■ GIVEN TEXT:

# Rescind Letter



## 300games (Apr 2, 2008)

We visited Branson MO, this past weekend on one of those 3 days 2 night freebies, but we had to attend their presentation (which sounds about normally after finding this site), we went in planning on saying no but thanks for the free stay. We were doing well, I’m the sucker and wanted to go on with the purchase, but my wife is conservative and keeps her ground.  Their sell team wasn’t to pushing with us tell the end and we both finally caved in and bought the package.  We sign our contract on 3/31/08 so I know we are within the 5 day recind period.  My question is what should be stated in the letter. All the example letters I’ve found all have to do with the company being fraudulent with information, I don’t know if they were. They didn’t seem to be, but they did stat that the company as been around since 1963 , later said 1973 and after reading their package it stats that the founders started their company 10 years ago, and then researching the BBB it says it was founded in 2005. I don’t know if that has any significance for helping us get our contract cancelled and a refund.  I don’t know if something as simple as stating that after we had time to think about this purchase we have decided that it would not be beneficial to us and would like to cancel our contract and get a total refund

Any help would be appreciated


----------



## timeos2 (Apr 2, 2008)

■ EXTRACTED MATERIAL:
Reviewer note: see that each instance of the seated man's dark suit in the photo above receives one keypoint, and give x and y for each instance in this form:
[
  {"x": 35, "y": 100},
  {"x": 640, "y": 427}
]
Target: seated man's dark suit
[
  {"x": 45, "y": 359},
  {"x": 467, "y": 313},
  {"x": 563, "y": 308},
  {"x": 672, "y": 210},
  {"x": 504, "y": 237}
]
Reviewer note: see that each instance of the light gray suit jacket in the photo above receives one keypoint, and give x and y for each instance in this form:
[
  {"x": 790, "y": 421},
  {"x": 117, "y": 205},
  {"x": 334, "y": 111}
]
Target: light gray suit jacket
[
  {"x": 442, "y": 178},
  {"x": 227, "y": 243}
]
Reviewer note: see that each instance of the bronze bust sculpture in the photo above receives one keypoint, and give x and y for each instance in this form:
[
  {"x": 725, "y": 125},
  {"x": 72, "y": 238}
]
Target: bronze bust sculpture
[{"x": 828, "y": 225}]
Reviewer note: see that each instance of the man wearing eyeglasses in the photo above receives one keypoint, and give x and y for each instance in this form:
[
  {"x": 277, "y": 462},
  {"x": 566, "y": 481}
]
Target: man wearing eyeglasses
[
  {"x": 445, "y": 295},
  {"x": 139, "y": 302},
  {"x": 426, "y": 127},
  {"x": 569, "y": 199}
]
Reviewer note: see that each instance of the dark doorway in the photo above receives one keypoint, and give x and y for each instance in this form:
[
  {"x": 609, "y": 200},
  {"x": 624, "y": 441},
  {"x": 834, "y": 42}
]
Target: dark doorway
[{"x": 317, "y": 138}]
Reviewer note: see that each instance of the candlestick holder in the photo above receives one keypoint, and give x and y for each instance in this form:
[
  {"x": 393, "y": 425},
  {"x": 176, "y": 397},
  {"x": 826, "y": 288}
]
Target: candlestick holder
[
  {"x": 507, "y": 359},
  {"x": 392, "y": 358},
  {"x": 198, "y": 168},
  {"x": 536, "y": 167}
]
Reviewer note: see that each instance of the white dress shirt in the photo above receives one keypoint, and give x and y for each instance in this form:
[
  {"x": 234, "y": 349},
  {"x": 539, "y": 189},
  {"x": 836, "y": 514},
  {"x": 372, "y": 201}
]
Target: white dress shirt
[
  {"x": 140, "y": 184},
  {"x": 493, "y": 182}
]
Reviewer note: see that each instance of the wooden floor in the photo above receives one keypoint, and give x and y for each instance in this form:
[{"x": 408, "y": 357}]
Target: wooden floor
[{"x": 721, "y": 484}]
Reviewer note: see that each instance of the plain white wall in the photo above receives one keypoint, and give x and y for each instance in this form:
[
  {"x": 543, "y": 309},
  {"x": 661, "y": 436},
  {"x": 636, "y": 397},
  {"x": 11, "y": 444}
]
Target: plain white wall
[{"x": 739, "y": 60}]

■ REQUIRED TASKS:
(1) According to the rescind letter post, on what date did the couple sign their contract?
(2) Say whether each statement agrees with the rescind letter post: (a) The couple's stay in Branson was a free three-day, two-night trip. (b) The wife was the one who first wanted to go ahead with the purchase. (c) The BBB lists the company as founded in 2005.

■ ANSWER LIST:
(1) They signed it on 3/31/08.

(2)
(a) Yes: "We visited Branson MO, this past weekend on one of those 3 days 2 night freebies"
(b) No: "I’m the sucker and wanted to go on with the purchase, but my wife is conservative and keeps her ground."
(c) Yes: "researching the BBB it says it was founded in 2005"